### [TEXT]
*** Block opens ***
Member of the South Carolina House of Representatives from the 1st district
- In office January 13, 1997 – January 3, 2003
- Preceded by: Bradley Cain
- Succeeded by: Bill Whitmire

Personal details
- Born: James Gresham Barrett February 14, 1961 (age 65) Westminster, South Carolina, U.S.
- Party: Republican
- Spouse: Natalie Finley
- Children: 3
- Education: The Citadel (BS)

Military service
- Branch/service: United States Army
- Years of service: 1983–1987
- Rank: Captain
- Unit: 1st Cavalry Division

= Gresham Barrett =

American politician (born 1961)

James Gresham Barrett (born February 14, 1961) is an American politician who served as the U.S. representative for from 2003 to 2011. A member of the Republican Party, he was a candidate for its nomination for Governor of South Carolina in the 2010 election. A resident of Westminster, South Carolina, the district he represented runs along the Savannah River in the northwestern part of the state.

==Early life, education, and business career==
Barrett was born in Westminster in Oconee County. Barrett attended The Citadel, The Military College of South Carolina and graduated in 1983. He served in the United States Army from 1983 to 1987, attaining the rank of captain in the field artillery. Barrett managed the family's furniture store.

==South Carolina legislature==
He was elected to the South Carolina House of Representatives and served from 1996 to 2002, and was assigned to the Education and Public Works Committee, Labor Commerce and Industry Committee, Rules Committee, and the School Choice Ad Hoc Committee. He was also the Chairman of the Ad Hoc Committee on Urban Growth. During the 2000 Presidential Election Barrett was a member of the George W. Bush for President South Carolina State Steering Committee.

==U.S. House of Representatives==
===Elections===
Barrett won a congressional seat in 2002 to replace Lindsey Graham, who retired to run for the U.S. Senate, and took office in January 2003. He ran unopposed for reelection in 2004. In 2006, Barrett won reelection by defeating Democratic challenger Lee Ballenger with 63 percent of the vote. Barrett outspent his opponent $857,922 to $27,891. In 2008, he defeated Democrat Jane Ballard Dyer, carrying 65 percent of the vote.

===Tenure===
Barrett missed 571 votes as of March 31, 2010, more than any other member of the 111th House and totaling 43% of the votes since the beginning of this term.
*** Block closes ***
### [QUESTIONS TO ANSWER]
1. Translate this sentence from the Gresham Barrett biography into Spanish: "He ran unopposed for reelection in 2004."
2. Resume the Gresham Barrett biography after its final sentence, carrying on in the same encyclopedic style.
These items have no connection to the Gresham Barrett biography.

Extracted data entries
*** Block opens ***
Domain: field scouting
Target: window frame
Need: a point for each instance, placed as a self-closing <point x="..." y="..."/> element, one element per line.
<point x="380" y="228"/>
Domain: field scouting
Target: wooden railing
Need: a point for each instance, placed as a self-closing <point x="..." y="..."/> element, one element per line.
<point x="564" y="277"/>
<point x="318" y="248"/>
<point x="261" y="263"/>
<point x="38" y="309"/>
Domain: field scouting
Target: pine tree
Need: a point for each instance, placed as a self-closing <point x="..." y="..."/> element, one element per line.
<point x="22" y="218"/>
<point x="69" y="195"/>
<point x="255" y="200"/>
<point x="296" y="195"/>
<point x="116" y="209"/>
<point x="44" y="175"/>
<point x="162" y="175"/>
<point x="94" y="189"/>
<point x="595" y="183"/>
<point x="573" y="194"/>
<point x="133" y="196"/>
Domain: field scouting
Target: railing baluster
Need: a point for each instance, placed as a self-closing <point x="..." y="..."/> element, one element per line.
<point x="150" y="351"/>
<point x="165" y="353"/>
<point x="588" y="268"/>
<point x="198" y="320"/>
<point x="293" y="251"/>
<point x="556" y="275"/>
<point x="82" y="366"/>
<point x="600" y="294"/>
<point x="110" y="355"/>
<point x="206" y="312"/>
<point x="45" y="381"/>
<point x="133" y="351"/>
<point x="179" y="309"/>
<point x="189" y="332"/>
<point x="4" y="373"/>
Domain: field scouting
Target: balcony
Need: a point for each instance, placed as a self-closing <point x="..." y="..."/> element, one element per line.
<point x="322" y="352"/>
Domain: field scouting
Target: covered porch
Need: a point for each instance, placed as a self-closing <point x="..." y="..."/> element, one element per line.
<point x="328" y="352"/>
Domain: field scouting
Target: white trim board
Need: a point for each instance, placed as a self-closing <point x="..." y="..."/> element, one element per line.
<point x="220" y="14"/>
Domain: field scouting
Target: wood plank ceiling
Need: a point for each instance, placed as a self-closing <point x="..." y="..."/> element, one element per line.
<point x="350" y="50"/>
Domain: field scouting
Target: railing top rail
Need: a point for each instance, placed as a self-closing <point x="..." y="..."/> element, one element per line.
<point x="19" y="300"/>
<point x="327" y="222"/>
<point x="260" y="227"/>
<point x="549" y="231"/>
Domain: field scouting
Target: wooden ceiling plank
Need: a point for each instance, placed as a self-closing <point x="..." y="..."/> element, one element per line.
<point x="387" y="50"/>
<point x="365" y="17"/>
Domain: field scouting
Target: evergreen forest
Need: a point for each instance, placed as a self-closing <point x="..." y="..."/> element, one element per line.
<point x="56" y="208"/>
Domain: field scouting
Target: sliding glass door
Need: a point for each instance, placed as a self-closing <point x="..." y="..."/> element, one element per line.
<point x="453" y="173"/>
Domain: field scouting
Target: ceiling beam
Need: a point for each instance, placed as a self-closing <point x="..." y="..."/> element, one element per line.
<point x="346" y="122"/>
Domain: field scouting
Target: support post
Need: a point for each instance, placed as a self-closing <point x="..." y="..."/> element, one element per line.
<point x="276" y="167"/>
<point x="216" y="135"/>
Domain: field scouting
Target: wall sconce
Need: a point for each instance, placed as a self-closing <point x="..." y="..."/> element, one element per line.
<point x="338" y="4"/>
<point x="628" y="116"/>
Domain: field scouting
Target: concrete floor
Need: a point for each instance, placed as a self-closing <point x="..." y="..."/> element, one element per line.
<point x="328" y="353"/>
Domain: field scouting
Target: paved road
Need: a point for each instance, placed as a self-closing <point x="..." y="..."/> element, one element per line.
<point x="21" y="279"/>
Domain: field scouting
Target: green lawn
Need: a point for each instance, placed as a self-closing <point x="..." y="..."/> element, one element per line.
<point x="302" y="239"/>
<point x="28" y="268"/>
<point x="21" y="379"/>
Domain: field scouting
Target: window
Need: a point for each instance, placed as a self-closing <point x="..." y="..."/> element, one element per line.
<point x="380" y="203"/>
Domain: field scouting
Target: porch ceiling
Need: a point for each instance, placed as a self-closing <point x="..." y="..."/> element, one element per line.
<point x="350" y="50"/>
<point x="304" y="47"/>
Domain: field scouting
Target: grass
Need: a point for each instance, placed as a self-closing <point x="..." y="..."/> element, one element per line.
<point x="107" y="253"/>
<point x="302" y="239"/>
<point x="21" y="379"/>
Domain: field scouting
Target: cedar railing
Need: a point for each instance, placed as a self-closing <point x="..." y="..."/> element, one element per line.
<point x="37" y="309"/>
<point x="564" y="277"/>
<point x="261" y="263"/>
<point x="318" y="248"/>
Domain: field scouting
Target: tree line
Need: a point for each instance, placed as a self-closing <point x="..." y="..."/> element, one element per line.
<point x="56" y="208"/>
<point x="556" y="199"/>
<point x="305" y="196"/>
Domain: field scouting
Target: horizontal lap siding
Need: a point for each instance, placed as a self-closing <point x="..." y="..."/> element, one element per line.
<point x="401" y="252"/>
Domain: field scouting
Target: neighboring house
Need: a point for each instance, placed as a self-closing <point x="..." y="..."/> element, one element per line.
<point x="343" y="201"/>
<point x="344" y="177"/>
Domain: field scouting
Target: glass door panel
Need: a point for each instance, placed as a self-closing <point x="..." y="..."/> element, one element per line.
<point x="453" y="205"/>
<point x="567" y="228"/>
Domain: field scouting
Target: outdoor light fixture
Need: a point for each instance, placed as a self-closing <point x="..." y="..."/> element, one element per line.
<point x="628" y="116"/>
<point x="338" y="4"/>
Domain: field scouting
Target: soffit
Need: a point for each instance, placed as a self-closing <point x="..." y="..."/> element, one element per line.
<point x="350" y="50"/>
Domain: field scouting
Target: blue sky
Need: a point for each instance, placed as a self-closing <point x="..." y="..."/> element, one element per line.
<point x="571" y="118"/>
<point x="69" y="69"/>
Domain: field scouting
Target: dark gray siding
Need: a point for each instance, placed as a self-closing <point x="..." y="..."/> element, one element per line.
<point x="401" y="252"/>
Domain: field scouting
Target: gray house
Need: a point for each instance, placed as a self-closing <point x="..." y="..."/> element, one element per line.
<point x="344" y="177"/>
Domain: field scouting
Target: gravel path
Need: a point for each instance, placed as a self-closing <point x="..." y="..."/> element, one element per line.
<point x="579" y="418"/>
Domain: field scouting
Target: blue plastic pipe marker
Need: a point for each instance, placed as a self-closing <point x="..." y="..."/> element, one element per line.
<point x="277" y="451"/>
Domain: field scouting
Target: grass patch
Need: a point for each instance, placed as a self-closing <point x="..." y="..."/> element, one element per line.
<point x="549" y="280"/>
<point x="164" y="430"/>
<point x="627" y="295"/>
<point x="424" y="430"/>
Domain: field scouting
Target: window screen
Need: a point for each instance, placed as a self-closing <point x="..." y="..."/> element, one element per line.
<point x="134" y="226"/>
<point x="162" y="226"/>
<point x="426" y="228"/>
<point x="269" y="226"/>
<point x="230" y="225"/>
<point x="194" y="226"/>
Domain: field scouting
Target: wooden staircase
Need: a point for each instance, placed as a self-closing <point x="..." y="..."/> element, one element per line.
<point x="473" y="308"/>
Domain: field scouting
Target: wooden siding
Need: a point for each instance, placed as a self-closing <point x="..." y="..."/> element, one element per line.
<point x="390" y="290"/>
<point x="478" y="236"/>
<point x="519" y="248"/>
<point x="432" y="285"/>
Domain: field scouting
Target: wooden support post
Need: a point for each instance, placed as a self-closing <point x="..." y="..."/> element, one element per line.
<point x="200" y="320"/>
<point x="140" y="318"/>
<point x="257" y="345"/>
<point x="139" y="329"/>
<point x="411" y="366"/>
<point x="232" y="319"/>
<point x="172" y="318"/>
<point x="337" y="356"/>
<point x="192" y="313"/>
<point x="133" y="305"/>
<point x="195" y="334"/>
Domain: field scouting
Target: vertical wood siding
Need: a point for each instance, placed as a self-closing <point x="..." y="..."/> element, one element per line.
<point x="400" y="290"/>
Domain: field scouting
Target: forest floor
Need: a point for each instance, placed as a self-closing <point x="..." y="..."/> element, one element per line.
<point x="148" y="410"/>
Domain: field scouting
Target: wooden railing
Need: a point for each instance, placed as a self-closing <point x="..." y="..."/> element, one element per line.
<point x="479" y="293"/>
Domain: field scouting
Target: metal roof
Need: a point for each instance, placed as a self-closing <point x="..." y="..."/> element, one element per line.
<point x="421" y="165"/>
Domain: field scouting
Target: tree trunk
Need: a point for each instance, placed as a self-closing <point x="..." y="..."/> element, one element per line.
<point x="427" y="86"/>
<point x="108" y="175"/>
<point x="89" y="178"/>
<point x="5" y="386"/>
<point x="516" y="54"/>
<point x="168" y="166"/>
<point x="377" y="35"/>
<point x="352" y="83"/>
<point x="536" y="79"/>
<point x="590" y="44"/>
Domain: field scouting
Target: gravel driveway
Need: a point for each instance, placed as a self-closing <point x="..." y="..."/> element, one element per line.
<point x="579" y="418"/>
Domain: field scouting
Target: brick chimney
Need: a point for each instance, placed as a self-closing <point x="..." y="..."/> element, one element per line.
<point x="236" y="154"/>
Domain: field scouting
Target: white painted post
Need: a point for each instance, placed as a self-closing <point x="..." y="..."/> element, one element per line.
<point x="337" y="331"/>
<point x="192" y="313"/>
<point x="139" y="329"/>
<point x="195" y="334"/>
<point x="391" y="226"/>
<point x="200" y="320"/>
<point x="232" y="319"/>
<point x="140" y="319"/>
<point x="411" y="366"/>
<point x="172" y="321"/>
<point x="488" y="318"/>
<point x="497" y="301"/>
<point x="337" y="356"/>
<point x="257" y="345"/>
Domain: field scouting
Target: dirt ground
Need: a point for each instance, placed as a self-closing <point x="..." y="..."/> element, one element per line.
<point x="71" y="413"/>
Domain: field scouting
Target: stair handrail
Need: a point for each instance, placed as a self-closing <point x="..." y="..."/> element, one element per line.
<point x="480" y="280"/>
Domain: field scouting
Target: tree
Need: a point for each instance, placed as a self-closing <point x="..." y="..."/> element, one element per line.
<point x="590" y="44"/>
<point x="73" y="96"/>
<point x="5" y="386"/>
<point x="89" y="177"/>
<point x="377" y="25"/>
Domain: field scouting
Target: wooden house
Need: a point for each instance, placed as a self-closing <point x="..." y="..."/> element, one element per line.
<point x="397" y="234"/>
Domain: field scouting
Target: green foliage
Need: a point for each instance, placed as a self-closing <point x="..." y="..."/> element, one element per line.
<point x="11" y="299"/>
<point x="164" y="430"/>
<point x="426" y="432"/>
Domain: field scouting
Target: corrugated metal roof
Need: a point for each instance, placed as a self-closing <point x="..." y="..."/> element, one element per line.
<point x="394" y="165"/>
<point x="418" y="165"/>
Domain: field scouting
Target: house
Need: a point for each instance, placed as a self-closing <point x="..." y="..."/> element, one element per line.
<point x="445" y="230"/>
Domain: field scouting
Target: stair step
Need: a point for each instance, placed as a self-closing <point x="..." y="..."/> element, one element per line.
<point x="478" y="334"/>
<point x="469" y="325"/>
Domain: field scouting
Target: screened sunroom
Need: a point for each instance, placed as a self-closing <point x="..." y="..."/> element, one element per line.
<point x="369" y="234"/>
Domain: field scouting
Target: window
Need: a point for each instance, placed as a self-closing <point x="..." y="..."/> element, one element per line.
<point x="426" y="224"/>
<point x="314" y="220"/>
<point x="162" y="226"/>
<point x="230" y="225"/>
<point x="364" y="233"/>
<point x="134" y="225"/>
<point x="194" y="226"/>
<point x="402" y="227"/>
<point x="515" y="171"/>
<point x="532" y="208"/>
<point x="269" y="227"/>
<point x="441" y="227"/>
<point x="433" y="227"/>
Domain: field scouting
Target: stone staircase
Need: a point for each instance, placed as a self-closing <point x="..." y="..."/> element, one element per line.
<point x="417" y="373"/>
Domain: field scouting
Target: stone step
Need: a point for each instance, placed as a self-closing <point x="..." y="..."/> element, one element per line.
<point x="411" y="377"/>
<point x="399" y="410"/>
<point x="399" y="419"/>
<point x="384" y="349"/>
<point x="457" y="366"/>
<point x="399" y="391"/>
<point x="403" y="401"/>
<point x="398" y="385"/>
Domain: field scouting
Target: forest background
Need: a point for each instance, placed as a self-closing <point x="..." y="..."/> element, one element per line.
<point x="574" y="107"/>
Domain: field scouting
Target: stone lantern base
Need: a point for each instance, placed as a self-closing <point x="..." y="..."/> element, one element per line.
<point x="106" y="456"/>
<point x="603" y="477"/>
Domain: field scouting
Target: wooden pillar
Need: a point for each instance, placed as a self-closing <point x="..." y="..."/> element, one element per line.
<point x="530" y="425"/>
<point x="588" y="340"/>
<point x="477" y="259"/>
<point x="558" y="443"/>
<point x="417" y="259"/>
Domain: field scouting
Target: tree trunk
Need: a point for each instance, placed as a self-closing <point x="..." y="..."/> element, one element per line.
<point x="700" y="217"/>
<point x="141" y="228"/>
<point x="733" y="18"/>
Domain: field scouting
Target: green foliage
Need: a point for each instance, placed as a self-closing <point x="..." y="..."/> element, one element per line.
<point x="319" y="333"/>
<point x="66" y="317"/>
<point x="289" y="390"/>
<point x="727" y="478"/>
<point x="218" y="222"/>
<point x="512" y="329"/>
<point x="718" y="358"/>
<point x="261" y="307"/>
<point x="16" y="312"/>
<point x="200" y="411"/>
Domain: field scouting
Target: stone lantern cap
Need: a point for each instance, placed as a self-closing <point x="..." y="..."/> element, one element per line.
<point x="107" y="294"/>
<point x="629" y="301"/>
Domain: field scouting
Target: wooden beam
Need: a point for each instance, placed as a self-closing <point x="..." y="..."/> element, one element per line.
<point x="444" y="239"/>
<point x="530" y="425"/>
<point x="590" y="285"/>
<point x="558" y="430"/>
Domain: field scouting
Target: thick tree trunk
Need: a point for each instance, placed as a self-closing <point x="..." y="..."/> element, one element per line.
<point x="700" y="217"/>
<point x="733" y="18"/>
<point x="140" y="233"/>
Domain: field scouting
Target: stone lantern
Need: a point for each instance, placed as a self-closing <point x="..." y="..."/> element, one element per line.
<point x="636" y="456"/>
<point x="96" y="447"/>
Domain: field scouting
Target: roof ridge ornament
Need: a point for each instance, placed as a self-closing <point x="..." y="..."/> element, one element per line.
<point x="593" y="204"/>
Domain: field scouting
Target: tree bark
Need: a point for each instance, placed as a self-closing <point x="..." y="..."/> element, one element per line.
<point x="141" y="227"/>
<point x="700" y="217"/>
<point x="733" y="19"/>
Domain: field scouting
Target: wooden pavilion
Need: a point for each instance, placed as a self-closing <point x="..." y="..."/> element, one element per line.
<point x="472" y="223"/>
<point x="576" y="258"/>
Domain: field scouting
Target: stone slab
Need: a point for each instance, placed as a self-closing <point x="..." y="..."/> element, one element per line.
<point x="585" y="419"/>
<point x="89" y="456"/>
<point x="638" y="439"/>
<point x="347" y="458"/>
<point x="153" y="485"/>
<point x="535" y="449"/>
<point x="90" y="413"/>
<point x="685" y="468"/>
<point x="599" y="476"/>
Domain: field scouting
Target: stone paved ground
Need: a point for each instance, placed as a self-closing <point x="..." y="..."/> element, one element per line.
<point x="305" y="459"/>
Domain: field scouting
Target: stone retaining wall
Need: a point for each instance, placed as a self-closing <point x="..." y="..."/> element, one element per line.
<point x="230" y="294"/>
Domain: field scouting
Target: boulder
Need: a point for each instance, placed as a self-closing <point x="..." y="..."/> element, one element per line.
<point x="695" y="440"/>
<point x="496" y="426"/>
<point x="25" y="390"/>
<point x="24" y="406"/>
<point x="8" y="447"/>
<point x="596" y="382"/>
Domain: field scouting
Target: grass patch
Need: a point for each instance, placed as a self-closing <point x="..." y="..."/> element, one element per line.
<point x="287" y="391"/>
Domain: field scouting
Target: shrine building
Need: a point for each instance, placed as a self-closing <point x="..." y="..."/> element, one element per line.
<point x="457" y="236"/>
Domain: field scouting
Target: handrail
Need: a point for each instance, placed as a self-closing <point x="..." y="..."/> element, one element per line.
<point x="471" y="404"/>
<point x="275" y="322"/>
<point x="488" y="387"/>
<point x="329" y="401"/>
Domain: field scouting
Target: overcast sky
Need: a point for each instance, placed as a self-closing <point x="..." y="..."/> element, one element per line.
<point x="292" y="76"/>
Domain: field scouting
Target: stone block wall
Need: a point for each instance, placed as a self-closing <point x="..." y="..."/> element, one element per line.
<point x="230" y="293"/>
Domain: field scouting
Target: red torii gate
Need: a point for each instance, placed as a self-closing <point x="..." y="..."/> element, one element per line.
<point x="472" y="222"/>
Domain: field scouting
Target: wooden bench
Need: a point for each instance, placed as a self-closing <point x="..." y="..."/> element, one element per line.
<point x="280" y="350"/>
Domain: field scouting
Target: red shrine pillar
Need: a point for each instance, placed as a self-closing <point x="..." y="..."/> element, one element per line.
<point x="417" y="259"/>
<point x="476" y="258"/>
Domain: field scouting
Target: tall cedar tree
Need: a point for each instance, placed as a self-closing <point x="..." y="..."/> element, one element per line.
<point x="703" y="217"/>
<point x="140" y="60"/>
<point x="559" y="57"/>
*** Block closes ***
### [OUTPUTS FOR THE TASKS]
1. Se presentó sin oposición a la reelección en 2004.

2.
According to the National Journal Barrett was among the most conservative members of the U.S. House of Representatives. He was endorsed by the NRA Political Victory Fund, National Right to Life Committee, and the National Federation of Independent Business.

In July 2006, Barrett was one of 33 members of the House of Representatives to vote against renewal of the Voting Rights Act. In 2007, he voted against the Democratic version of SCHIP. Barrett supports offshore drilling to make the United States energy independent. On April 15, 2008 Barrett became the 71st Co-Sponsor of the FairTax ( H.R. 25 ). Following a 2009 Congressional pay raise that many felt unmerited, Congressman Barrett protested by giving his pay raise to Anderson Interfaith Ministries.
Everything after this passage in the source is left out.